-------- DATASET
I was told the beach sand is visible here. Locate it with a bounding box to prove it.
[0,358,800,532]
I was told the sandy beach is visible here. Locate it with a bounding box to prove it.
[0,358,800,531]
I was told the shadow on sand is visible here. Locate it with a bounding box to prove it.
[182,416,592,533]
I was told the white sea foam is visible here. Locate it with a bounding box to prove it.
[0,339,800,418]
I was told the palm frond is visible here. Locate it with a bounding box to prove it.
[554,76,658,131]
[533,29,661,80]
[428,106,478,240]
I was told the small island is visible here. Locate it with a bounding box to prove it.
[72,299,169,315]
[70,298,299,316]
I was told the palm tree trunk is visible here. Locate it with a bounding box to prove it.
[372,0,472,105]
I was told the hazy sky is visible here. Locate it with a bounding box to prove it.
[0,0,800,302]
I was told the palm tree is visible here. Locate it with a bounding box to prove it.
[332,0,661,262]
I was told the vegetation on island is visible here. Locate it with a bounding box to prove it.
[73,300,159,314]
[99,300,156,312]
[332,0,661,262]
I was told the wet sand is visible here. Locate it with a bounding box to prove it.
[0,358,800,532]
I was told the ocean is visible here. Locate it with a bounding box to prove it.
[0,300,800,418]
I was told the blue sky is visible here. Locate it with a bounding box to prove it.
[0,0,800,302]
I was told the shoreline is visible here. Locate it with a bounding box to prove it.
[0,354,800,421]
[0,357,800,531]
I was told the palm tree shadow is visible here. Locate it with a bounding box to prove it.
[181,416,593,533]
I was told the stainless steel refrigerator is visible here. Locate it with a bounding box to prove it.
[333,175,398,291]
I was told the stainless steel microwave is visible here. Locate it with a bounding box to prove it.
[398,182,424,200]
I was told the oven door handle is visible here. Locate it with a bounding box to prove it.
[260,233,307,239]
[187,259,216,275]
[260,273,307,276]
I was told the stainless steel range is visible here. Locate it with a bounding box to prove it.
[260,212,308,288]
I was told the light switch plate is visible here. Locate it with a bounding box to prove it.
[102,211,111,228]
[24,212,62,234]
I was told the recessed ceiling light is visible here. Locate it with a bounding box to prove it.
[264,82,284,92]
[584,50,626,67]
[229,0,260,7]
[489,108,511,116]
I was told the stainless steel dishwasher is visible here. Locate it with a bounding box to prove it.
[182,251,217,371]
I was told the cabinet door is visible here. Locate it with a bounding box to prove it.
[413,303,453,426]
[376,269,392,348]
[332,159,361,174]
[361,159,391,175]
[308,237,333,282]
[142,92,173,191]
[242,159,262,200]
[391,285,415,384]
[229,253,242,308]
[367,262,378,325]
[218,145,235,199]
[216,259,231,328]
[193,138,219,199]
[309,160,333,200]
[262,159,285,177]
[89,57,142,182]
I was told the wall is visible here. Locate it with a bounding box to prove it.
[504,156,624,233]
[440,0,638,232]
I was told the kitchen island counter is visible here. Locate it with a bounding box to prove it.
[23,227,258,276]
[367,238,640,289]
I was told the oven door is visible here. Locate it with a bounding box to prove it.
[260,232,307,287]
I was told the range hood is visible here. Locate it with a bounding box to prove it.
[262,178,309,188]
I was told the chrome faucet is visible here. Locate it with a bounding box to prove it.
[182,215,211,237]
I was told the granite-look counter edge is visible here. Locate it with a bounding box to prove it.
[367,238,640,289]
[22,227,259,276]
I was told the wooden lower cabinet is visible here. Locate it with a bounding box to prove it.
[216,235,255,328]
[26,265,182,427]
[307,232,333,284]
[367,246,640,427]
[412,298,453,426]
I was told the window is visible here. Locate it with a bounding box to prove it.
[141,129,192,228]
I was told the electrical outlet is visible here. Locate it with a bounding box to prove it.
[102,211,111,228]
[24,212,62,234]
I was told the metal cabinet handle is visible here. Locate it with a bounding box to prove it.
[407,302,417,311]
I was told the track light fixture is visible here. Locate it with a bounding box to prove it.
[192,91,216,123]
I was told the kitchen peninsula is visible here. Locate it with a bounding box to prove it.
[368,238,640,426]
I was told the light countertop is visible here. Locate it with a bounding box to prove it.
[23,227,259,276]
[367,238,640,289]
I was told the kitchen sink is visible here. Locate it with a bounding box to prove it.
----------------
WHAT THIS TASK INVOLVES » Rewrite the listing in full, starting with the line containing "I was told the stainless steel dishwasher" and going through the line containing "[182,251,217,371]", offsetting every bounding box coordinate by 63. Include only those lines.

OUTPUT FOR THIS EXERCISE »
I was told the stainless steel dishwasher is visible here. Locate it with a bounding box to prove it.
[245,314,280,434]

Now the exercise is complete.